◆ THE EXERCISE
Edit the material starting with the line that contains "the form [445,386]." and going on through the end of the material, replacing "white cloud" with "bright cloud" and keeping everything else the same. Leave the pictures out of your answer.

[Saved entries]
◇ ◇ ◇ ◇

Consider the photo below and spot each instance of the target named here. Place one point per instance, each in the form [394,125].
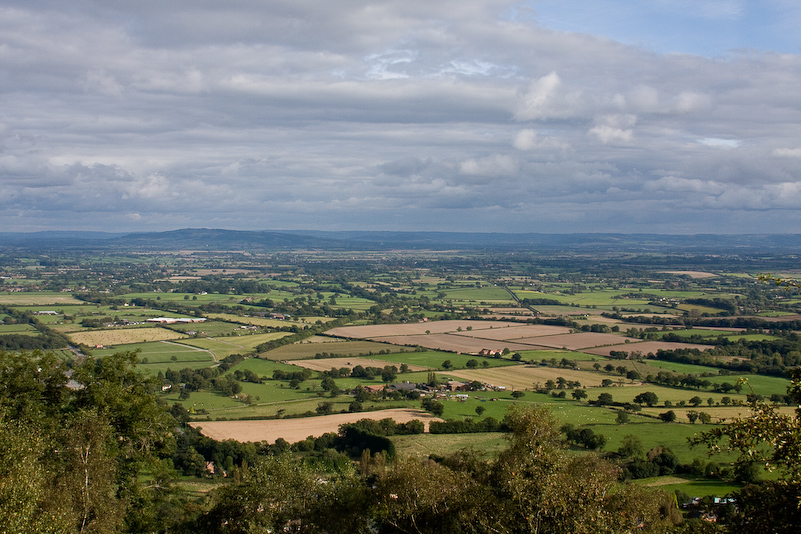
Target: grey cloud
[159,113]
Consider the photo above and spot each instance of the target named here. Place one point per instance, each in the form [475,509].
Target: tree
[434,406]
[649,397]
[631,446]
[668,417]
[389,373]
[604,399]
[325,408]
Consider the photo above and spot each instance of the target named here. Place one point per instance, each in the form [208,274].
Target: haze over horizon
[549,116]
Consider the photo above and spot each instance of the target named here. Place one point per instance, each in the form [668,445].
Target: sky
[547,116]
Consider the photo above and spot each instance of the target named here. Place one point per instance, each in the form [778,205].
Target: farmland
[295,345]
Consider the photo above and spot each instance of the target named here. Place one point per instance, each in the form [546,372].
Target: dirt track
[294,430]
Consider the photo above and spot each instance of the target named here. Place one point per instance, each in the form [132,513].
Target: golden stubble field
[526,376]
[294,430]
[123,336]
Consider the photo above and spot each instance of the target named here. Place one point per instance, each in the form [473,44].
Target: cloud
[456,114]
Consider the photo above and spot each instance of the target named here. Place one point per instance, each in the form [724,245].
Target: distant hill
[232,240]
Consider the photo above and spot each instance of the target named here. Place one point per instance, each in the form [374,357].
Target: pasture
[645,347]
[407,329]
[526,376]
[454,343]
[38,298]
[301,351]
[123,336]
[162,355]
[434,359]
[325,364]
[294,430]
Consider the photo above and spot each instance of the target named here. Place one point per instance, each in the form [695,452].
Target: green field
[434,359]
[160,356]
[302,351]
[26,329]
[540,355]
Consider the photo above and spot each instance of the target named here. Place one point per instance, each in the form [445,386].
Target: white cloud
[453,110]
[720,143]
[787,152]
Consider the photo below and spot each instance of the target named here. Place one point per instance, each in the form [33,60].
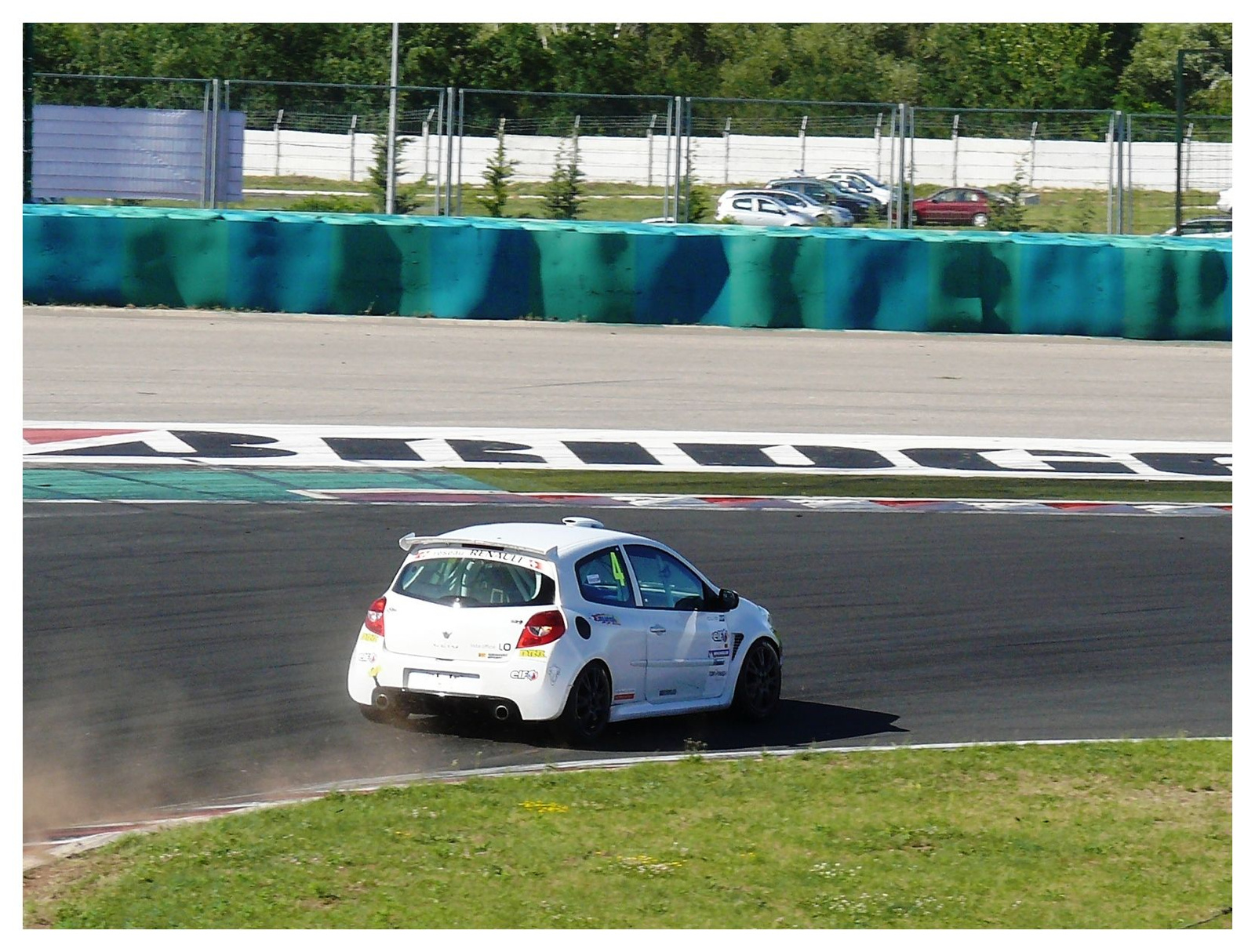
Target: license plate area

◇ ◇ ◇ ◇

◆ ANSWER TO THIS EXERCISE
Consider the photo above and spot each instance of the target named here. Place one point per instance, each in the form [445,386].
Target: bright cloud
[453,110]
[720,143]
[787,152]
Consider the photo below and spot each instance of the target named here. Place one point per instance, each in the form [33,60].
Target: license plate area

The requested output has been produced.